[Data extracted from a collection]
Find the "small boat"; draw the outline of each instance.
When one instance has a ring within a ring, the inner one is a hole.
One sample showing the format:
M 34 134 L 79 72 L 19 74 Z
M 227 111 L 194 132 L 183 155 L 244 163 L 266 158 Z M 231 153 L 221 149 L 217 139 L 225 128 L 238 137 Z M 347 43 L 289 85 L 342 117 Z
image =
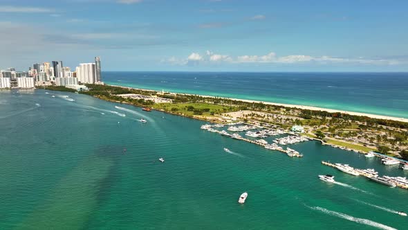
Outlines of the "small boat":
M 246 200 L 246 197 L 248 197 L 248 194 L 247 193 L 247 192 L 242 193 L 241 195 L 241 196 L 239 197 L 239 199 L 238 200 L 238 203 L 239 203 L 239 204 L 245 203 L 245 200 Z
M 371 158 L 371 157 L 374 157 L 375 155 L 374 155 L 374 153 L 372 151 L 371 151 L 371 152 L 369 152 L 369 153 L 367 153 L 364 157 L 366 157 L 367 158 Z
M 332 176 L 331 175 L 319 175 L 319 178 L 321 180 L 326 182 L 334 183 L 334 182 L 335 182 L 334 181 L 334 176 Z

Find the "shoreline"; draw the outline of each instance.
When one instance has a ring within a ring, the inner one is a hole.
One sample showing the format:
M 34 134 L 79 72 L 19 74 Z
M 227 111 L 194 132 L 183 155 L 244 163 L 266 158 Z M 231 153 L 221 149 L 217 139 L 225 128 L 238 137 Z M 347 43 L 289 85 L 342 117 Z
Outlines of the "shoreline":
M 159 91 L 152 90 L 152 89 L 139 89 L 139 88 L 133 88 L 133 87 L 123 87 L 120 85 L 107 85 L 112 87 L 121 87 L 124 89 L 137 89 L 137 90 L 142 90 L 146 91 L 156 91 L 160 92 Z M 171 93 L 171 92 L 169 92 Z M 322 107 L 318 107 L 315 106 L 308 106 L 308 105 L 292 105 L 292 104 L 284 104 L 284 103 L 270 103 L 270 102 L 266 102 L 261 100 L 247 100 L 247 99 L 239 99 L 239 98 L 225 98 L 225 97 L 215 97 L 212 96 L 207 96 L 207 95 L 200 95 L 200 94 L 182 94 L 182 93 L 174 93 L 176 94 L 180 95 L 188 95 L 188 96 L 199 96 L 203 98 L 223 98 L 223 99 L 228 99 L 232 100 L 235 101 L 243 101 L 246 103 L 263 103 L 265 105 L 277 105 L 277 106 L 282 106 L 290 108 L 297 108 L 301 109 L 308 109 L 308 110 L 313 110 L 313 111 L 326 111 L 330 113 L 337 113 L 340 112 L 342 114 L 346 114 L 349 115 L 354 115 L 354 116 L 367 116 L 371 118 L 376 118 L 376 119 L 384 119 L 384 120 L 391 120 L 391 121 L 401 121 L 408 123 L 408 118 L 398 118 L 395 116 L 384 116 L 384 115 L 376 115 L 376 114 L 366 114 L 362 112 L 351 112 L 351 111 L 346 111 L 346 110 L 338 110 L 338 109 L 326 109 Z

* * *

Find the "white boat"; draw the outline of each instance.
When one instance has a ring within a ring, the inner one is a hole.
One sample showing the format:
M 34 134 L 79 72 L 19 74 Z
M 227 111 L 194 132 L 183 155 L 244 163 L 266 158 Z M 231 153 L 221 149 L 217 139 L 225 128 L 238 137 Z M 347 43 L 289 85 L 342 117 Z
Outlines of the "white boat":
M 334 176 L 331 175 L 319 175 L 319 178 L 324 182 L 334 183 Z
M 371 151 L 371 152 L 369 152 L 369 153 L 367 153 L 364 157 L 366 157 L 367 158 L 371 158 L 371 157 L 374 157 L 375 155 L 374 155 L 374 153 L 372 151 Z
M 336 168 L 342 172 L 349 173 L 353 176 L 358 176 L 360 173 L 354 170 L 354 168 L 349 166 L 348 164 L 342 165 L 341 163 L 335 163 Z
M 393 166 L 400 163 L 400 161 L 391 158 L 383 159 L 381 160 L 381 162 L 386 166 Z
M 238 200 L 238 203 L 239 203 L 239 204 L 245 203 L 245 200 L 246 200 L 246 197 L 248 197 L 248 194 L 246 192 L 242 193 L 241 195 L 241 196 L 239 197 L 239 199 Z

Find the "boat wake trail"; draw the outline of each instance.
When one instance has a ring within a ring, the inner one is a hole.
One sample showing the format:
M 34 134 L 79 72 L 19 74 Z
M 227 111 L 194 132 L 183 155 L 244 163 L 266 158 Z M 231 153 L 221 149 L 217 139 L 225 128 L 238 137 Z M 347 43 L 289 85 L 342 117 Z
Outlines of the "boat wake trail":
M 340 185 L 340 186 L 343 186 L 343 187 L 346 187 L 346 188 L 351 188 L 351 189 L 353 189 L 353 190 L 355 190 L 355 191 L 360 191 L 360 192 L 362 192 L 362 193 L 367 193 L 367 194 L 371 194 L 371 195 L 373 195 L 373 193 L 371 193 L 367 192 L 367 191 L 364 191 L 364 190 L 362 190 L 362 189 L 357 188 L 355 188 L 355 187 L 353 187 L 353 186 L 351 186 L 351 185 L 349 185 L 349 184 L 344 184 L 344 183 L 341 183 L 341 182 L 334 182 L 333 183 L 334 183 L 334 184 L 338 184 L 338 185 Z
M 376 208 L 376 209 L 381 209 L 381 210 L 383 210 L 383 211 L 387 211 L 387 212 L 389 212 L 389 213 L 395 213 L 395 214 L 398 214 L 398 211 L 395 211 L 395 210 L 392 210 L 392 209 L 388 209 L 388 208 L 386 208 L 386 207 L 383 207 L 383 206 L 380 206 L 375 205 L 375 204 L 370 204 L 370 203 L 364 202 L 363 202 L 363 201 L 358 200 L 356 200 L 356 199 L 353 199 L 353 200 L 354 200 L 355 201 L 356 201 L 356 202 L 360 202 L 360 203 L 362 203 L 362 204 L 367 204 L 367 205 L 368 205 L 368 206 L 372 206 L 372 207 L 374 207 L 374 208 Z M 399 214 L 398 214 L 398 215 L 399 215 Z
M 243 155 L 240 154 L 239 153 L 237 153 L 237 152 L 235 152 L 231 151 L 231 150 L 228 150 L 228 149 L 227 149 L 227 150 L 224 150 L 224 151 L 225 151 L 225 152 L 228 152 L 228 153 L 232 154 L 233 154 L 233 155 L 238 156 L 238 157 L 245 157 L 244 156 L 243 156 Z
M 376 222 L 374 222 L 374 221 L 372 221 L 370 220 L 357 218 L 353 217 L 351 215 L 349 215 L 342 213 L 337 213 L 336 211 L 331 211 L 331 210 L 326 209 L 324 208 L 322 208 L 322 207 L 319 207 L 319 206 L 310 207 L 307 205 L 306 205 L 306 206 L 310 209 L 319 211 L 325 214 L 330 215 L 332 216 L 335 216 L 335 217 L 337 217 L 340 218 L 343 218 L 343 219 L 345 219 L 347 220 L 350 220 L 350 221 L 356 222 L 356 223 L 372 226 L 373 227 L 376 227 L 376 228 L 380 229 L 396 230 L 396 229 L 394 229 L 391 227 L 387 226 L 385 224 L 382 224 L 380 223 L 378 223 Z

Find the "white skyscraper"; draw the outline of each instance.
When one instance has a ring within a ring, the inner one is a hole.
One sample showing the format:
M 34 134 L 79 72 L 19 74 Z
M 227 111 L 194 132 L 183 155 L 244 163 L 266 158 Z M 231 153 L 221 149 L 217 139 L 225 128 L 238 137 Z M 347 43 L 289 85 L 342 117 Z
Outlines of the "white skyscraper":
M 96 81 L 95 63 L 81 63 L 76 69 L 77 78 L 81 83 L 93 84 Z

...

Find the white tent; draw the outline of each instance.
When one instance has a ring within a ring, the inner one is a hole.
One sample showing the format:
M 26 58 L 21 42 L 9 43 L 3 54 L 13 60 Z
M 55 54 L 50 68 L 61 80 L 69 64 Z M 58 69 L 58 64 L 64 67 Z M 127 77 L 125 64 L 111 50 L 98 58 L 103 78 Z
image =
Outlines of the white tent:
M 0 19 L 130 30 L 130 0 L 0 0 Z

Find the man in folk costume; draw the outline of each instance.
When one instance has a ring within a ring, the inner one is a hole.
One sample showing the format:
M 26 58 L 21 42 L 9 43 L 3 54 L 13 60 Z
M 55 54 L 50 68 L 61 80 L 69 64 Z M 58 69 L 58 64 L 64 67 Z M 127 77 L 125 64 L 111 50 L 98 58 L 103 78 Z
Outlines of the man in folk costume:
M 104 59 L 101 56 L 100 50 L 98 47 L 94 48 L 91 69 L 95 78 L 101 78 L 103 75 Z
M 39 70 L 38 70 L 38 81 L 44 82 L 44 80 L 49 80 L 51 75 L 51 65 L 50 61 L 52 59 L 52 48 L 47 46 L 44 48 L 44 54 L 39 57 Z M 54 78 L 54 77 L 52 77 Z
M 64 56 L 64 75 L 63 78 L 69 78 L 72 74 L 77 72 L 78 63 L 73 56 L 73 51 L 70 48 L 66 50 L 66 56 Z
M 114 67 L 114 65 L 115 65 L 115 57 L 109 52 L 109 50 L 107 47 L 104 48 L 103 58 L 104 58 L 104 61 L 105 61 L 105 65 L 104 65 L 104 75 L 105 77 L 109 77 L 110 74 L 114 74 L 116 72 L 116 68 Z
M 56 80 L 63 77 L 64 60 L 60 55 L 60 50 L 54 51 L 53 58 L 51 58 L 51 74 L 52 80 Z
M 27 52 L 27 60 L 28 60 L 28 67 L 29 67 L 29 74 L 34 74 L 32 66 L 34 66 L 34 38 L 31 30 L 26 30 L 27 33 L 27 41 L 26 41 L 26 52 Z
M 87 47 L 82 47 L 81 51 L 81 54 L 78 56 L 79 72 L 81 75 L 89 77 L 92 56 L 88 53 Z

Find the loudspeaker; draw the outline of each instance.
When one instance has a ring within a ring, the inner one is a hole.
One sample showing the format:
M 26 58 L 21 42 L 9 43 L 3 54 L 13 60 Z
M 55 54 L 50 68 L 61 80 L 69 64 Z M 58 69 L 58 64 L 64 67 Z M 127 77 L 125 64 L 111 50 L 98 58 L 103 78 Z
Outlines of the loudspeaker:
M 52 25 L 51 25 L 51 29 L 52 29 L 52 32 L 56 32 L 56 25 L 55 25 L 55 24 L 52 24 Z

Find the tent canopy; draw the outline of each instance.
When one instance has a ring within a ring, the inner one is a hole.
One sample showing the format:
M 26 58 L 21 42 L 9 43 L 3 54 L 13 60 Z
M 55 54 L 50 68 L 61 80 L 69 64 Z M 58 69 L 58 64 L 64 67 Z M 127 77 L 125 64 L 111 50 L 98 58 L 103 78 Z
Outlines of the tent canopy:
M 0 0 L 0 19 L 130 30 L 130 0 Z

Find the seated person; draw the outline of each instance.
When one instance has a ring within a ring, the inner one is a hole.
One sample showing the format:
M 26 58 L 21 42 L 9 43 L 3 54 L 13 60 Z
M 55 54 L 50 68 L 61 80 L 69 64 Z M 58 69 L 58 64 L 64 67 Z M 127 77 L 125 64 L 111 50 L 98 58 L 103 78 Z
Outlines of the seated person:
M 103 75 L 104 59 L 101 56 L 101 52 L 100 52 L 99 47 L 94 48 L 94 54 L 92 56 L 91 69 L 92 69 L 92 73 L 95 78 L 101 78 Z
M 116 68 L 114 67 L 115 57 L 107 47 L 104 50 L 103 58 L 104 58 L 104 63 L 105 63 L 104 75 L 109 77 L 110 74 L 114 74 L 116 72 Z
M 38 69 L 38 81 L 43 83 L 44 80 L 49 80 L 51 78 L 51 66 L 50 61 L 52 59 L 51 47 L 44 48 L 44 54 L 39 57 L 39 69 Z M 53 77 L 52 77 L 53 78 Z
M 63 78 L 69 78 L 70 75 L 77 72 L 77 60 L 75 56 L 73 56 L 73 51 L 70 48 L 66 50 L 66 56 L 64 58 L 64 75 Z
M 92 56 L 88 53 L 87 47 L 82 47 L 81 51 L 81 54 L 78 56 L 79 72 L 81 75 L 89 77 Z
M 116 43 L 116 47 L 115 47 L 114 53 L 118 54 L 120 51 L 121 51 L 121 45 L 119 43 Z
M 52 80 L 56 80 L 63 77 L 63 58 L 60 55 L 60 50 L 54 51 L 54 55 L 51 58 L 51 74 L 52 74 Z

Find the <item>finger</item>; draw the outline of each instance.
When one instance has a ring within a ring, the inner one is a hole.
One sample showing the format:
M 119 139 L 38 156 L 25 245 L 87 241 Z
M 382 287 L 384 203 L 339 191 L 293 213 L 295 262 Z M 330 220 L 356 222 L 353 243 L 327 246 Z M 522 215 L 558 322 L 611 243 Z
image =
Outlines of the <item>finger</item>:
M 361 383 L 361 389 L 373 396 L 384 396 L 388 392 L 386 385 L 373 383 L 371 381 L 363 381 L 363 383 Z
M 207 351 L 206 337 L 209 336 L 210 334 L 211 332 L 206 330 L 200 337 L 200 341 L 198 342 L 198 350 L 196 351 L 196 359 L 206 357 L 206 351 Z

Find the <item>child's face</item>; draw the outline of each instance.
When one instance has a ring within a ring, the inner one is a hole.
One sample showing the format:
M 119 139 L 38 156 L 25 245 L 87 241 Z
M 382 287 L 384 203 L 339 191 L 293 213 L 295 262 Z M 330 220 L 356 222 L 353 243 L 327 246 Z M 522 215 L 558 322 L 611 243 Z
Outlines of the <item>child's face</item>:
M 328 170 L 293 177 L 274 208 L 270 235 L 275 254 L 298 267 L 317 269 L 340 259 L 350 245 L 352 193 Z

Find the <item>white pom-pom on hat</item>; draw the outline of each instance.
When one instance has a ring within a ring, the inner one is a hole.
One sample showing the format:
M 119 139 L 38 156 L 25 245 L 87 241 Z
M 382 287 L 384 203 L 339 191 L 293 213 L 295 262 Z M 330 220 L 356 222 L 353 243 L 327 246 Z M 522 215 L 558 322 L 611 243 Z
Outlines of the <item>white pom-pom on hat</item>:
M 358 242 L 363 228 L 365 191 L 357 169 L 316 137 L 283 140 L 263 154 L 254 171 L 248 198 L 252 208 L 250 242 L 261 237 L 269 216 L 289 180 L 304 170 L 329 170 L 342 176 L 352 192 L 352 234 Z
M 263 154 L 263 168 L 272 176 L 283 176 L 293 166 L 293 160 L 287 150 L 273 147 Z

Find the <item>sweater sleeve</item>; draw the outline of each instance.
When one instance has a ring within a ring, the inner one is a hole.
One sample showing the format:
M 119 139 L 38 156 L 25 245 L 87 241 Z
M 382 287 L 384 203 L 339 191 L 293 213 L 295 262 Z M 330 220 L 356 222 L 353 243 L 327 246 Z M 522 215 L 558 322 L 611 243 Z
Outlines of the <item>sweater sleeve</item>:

Exercise aim >> Set down the lines of the listing starting at the one containing "Find the man" and ending at the one containing "M 56 80 L 63", both included, reproducing each character unchanged.

Result >>
Find the man in folk costume; draw the outline of each instance.
When one instance has a ring within a ring, the inner one is a hole.
One sample showing the format:
M 26 58 L 21 42 L 9 43 L 3 54 L 13 60 Z
M 55 54 L 50 68 L 61 80 L 69 64 Z M 58 69 L 58 64 L 64 67 Z M 127 77 L 125 64 L 111 50 L 98 58 L 103 78 Z
Outlines of the man in folk costume:
M 104 59 L 101 56 L 100 50 L 98 47 L 94 48 L 91 69 L 95 78 L 101 78 L 103 75 Z
M 39 70 L 38 70 L 38 81 L 44 82 L 44 80 L 49 80 L 51 75 L 51 65 L 50 61 L 52 59 L 52 48 L 47 46 L 44 48 L 44 54 L 39 57 Z M 54 78 L 54 77 L 52 77 Z
M 64 56 L 64 75 L 63 78 L 69 78 L 72 74 L 77 72 L 78 63 L 73 56 L 73 51 L 70 48 L 66 50 L 66 56 Z
M 114 67 L 114 65 L 115 65 L 115 57 L 109 52 L 109 50 L 107 47 L 104 48 L 103 58 L 104 58 L 104 61 L 105 61 L 105 65 L 104 65 L 104 75 L 105 77 L 109 77 L 110 74 L 114 74 L 116 72 L 116 68 Z
M 56 80 L 63 77 L 64 60 L 60 55 L 60 50 L 54 51 L 53 58 L 51 58 L 51 74 L 52 80 Z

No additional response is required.